Yes, but aren’t you conflating warfare with terrorism and combat, all at once. You seem to be saying that if a non-state actor uses violence in order to achieve political ends, then it is by definition terrorism. The USAF does it, it is combat; a non-state actor does it, it is terrorism. That seems a little too blurry for my liking.
I prefer the definition of terrorism as “any action, … that is intended to cause death or serious bodily harm to civilians or non-combatants, when the purpose of such an act, by its nature or context, is to intimidate a population, or to compel a Government or an international organization to do or to abstain from doing any act”. By that definition, I don’t think that WOU was a terrorist organisation.
The alternative is that we find another definition of terrorism that includes non-lethal acts, such as mass-disruption or cyber acts. Even then you’d need to intend to terrorise to make the grade. Also, I don’t think we should lose touch of the fact that these things come in different degrees of severity and should not be thoughtlessly lumped together into one.
I guess the definitional problem with terrorism is at the root of my comment. The scholarly community doesn’t agree, the US Government doesn’t agree, and the UN doesn’t agree on a definition. Yours is perfectly reasonable, of course, but not beyond challenge. Given the difficulties of defining terrorism, might we not be better simply to talk about different types of war, different types of combat, and different tactics?

- - -

▶ TASK OBJECTIVE: Can you return the whole discussion on defining terrorism word for word, with nothing changed?

▶ SOURCE DATA:
- - -

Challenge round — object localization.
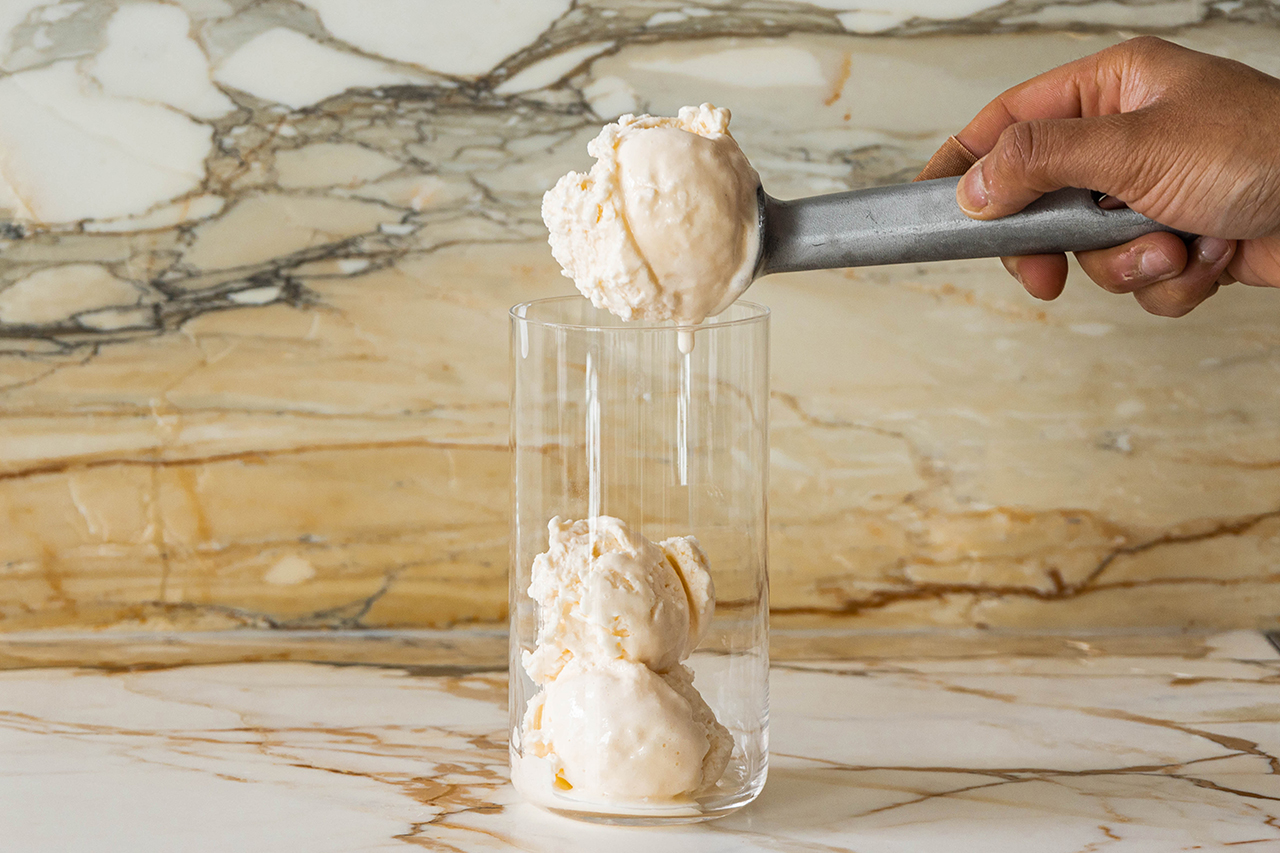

- - -

▶ SOLUTION TO THE EXERCISE:
Yes, but aren’t you conflating warfare with terrorism and combat, all at once. You seem to be saying that if a non-state actor uses violence in order to achieve political ends, then it is by definition terrorism. The USAF does it, it is combat; a non-state actor does it, it is terrorism. That seems a little too blurry for my liking.
I prefer the definition of terrorism as “any action, … that is intended to cause death or serious bodily harm to civilians or non-combatants, when the purpose of such an act, by its nature or context, is to intimidate a population, or to compel a Government or an international organization to do or to abstain from doing any act”. By that definition, I don’t think that WOU was a terrorist organisation.
The alternative is that we find another definition of terrorism that includes non-lethal acts, such as mass-disruption or cyber acts. Even then you’d need to intend to terrorise to make the grade. Also, I don’t think we should lose touch of the fact that these things come in different degrees of severity and should not be thoughtlessly lumped together into one.
I guess the definitional problem with terrorism is at the root of my comment. The scholarly community doesn’t agree, the US Government doesn’t agree, and the UN doesn’t agree on a definition. Yours is perfectly reasonable, of course, but not beyond challenge. Given the difficulties of defining terrorism, might we not be better simply to talk about different types of war, different types of combat, and different tactics?